**EXERCISE REQUIREMENTS**. Reproduce word for word the lines of the records below, starting at the line that contains "trace: **tree canopy**" and ending at the line that contains "M3 0L0 213L34", with both of those lines included.

(Stored records)

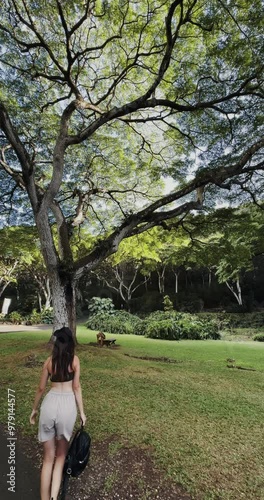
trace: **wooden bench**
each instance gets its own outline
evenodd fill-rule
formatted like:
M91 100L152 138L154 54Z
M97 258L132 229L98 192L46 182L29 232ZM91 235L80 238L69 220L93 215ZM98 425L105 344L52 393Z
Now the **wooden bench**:
M112 345L115 345L116 339L103 339L103 345L106 345L106 347L110 347Z

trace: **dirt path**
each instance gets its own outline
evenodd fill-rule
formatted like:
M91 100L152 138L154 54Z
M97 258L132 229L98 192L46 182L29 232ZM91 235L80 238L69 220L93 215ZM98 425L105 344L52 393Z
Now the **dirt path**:
M15 493L9 492L7 434L0 426L1 500L40 500L42 447L36 437L17 434ZM115 450L116 447L116 451ZM70 478L67 500L191 500L155 467L150 450L119 448L115 437L92 443L90 462L79 478Z

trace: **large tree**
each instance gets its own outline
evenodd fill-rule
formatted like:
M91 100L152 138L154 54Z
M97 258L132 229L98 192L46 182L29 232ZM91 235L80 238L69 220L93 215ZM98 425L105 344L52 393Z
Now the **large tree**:
M208 204L224 189L256 196L260 12L260 0L3 0L0 214L34 217L54 328L75 328L76 281L124 238L177 226L205 190ZM166 175L177 187L157 197ZM74 259L85 222L98 237Z

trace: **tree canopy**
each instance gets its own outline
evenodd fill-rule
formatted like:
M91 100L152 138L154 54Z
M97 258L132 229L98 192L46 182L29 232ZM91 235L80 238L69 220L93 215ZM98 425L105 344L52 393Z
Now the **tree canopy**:
M3 0L0 213L34 218L55 327L74 324L74 281L124 238L178 227L225 192L258 199L261 8ZM162 195L166 176L176 187ZM75 259L85 224L95 246Z

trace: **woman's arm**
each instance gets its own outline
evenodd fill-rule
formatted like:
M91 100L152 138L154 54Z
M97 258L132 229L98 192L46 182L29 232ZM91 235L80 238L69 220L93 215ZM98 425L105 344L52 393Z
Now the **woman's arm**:
M46 359L44 365L43 365L43 368L42 368L42 373L41 373L41 377L40 377L40 382L39 382L39 386L37 388L37 392L36 392L36 395L35 395L35 401L34 401L34 405L33 405L33 410L31 412L31 415L30 415L30 418L29 418L29 421L30 423L33 425L36 423L36 414L37 414L37 408L38 408L38 404L40 402L40 399L45 391L45 388L46 388L46 385L47 385L47 380L48 380L48 377L49 377L49 372L48 372L48 364L49 364L49 360L50 358Z
M78 356L74 356L73 369L74 369L74 378L72 382L72 388L75 394L76 403L79 408L82 423L83 425L85 425L86 416L83 411L82 388L80 384L80 360Z

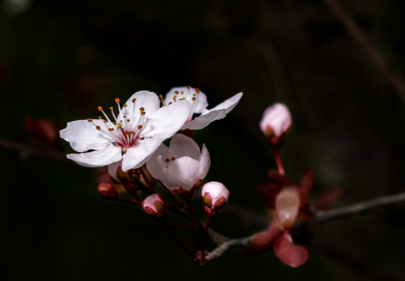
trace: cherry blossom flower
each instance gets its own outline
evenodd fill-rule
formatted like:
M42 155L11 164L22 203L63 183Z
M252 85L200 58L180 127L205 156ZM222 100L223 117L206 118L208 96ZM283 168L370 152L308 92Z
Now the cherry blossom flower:
M192 138L181 134L172 138L169 147L161 145L146 163L152 177L172 191L190 191L201 184L211 164L205 145L200 151Z
M267 137L280 138L291 126L291 114L283 103L275 103L263 113L260 130Z
M222 208L227 204L231 193L222 183L210 182L202 186L201 195L207 206L216 209Z
M67 123L60 137L80 154L68 158L85 167L101 167L122 160L124 171L142 166L166 138L186 121L189 103L181 101L160 108L159 99L152 92L133 94L122 108L115 99L118 114L110 108L111 119L101 106L104 119L78 120ZM92 150L89 152L85 152Z
M212 121L225 117L238 104L242 96L242 93L239 93L213 108L207 110L208 102L205 94L198 88L187 86L173 88L166 94L165 99L161 96L161 101L164 105L181 100L188 101L192 106L187 120L181 129L200 130L207 127ZM199 114L200 116L193 119L194 114Z

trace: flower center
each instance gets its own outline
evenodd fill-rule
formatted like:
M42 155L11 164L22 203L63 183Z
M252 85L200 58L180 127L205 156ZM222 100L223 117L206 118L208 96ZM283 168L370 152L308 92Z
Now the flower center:
M200 93L200 89L198 89L198 88L193 88L190 86L187 86L187 93L185 93L185 95L183 90L180 92L178 92L178 90L175 91L175 95L172 98L174 101L170 101L167 103L167 105L169 105L177 101L185 100L187 100L192 103L192 109L190 110L190 113L185 123L191 121L193 119L193 114L194 114L194 110L196 110L196 106L197 104L197 100L198 99L198 94ZM161 99L161 102L162 103L162 105L164 106L165 99L163 99L163 96L161 95L159 95L159 97Z
M103 119L101 116L98 119L103 121L104 126L96 125L91 119L88 120L89 122L92 123L95 126L96 130L113 139L115 145L121 148L122 154L125 154L129 147L136 145L139 140L143 139L141 134L143 128L143 124L145 121L145 114L146 112L145 108L143 107L139 108L140 117L137 118L135 116L136 100L137 99L132 100L132 116L127 117L124 114L125 112L130 114L131 111L128 110L127 105L125 103L122 106L123 109L121 110L119 106L119 99L117 98L115 99L115 103L118 106L118 114L116 115L114 112L114 108L112 106L110 108L111 114L114 118L113 121L111 121L101 106L98 107L98 110L102 112L105 119Z

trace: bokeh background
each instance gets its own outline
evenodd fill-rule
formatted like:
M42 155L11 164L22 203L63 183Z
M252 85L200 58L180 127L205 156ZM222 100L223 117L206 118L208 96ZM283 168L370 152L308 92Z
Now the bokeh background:
M58 157L72 152L67 143L49 147L25 125L31 117L63 128L140 90L191 85L211 106L243 92L225 119L195 136L211 153L207 180L223 182L234 206L267 215L254 187L275 165L258 123L276 101L294 119L281 150L286 171L298 182L314 168L312 200L336 186L343 192L334 207L402 192L404 93L330 1L1 3L3 280L403 280L404 206L314 228L300 241L310 258L298 269L271 251L246 258L240 249L200 267L137 208L100 197L96 169ZM332 3L404 79L405 3ZM231 238L261 229L227 210L212 226Z

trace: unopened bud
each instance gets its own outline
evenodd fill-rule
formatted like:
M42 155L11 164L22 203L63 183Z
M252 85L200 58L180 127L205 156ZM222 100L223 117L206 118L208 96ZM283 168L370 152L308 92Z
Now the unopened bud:
M275 103L264 111L259 126L270 145L278 147L281 137L291 126L291 114L287 106Z
M111 200L116 199L119 197L117 188L109 182L103 182L100 184L97 188L97 191L103 198Z
M210 182L202 186L201 195L205 204L205 213L208 216L213 216L225 206L231 193L220 182Z
M299 191L295 186L283 188L276 196L275 212L281 225L290 228L299 209Z
M145 212L152 217L161 218L166 214L166 204L160 194L154 193L148 196L142 202Z

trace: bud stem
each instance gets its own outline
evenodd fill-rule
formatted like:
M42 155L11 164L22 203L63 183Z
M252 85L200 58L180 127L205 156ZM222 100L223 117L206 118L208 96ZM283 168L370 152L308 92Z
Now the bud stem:
M280 151L278 149L274 149L273 150L274 154L274 158L277 165L277 169L280 175L284 175L284 169L283 169L283 164L281 163L281 158L280 157Z

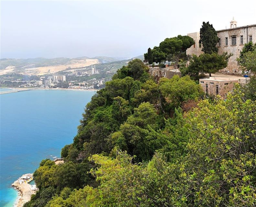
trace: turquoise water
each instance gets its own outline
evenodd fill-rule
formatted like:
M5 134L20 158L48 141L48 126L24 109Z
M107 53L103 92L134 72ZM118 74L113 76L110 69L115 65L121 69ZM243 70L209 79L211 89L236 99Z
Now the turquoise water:
M14 204L13 182L33 173L42 159L59 157L72 142L95 93L40 90L0 95L0 206Z
M0 88L0 92L8 91L12 91L12 89L10 88Z

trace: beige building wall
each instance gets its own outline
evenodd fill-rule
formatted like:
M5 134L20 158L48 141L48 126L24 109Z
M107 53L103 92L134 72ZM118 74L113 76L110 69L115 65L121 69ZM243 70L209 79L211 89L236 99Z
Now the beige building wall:
M237 60L244 45L250 41L251 36L252 42L256 42L256 24L239 27L223 29L217 31L218 37L220 40L220 45L217 44L218 53L222 54L227 52L233 54L228 60L228 67L223 71L235 72L241 71L239 62ZM232 44L232 37L236 37L236 44ZM226 45L227 38L228 45Z
M202 51L203 45L199 43L199 40L200 40L200 33L190 33L188 34L187 35L193 38L195 41L195 44L187 49L186 54L187 55L195 54L197 56L199 56L200 54L204 53Z
M210 95L219 95L222 97L232 90L234 84L238 82L238 80L221 80L219 77L212 77L199 80L199 83L205 93ZM223 78L223 79L224 79Z
M229 59L228 66L222 71L229 72L231 73L241 73L241 69L239 68L239 63L237 60L239 57L240 51L243 45L250 41L251 37L253 43L256 43L256 24L237 27L237 23L234 19L230 22L230 28L216 31L218 37L220 39L220 44L217 43L218 53L222 54L227 52L228 53L232 53L233 56ZM232 27L232 28L231 28ZM199 32L194 32L187 34L194 39L195 45L187 50L187 54L195 54L198 56L203 53L202 48L199 47L199 40L200 34ZM242 41L241 41L242 36ZM236 37L235 44L232 44L232 37ZM226 44L226 38L227 38L227 45ZM202 47L202 46L201 46Z

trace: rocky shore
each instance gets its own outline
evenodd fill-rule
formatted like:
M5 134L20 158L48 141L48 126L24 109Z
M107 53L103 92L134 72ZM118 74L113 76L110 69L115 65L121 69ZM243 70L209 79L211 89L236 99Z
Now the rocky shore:
M30 200L32 195L36 194L37 189L35 186L22 181L21 178L26 176L32 177L33 175L30 173L23 175L12 184L13 188L19 192L18 199L17 199L14 206L15 207L22 207L25 203Z

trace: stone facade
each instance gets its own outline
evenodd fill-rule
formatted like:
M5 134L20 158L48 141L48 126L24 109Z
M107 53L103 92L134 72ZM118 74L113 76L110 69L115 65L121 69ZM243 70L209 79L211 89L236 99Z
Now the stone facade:
M149 68L149 72L151 75L154 76L157 81L161 78L163 77L170 79L175 75L181 77L181 73L180 72L180 70L177 69L174 70L172 67L150 67Z
M210 95L219 95L225 97L232 90L234 84L239 82L238 79L220 77L210 77L209 78L199 79L199 82L205 93Z
M188 55L195 54L199 56L200 54L204 53L204 52L202 51L203 45L201 44L200 44L199 43L199 40L200 40L200 33L190 33L188 34L187 35L193 38L195 41L195 44L190 48L188 49L186 51L186 54Z
M241 73L241 70L237 59L239 57L244 44L250 41L254 43L256 42L256 24L237 27L237 22L234 19L230 23L230 28L216 31L219 38L217 46L219 54L227 52L233 54L228 60L228 67L222 71L239 74ZM200 34L199 38L198 34L199 32L187 34L194 39L196 44L187 50L187 54L195 54L199 56L203 53L201 49L199 48Z

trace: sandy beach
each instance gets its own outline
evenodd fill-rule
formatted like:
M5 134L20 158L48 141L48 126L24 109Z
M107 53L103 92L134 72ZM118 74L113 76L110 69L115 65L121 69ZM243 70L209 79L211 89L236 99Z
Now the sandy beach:
M23 175L22 176L28 176L32 177L33 174L28 173ZM29 201L31 198L31 196L33 194L35 194L36 190L31 190L31 185L28 183L23 182L20 183L19 178L17 180L14 182L12 185L19 192L19 196L17 199L14 206L15 207L22 207L25 203Z

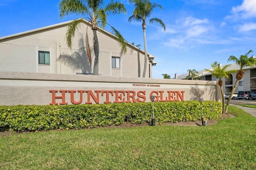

**RESPONSE TO THIS TASK**.
trace: **tree canopy**
each instance gets its own outline
evenodd fill-rule
formatted like:
M91 100L152 138L154 54Z
M97 258L132 229L98 192L46 182L29 232ZM91 235L80 238L69 220L93 215ZM98 425L105 344L52 393Z
Now the **tree canopy**:
M3 0L0 213L34 218L55 327L74 324L74 281L124 238L178 227L225 192L258 199L261 8ZM162 195L166 176L176 187ZM75 259L85 224L95 246Z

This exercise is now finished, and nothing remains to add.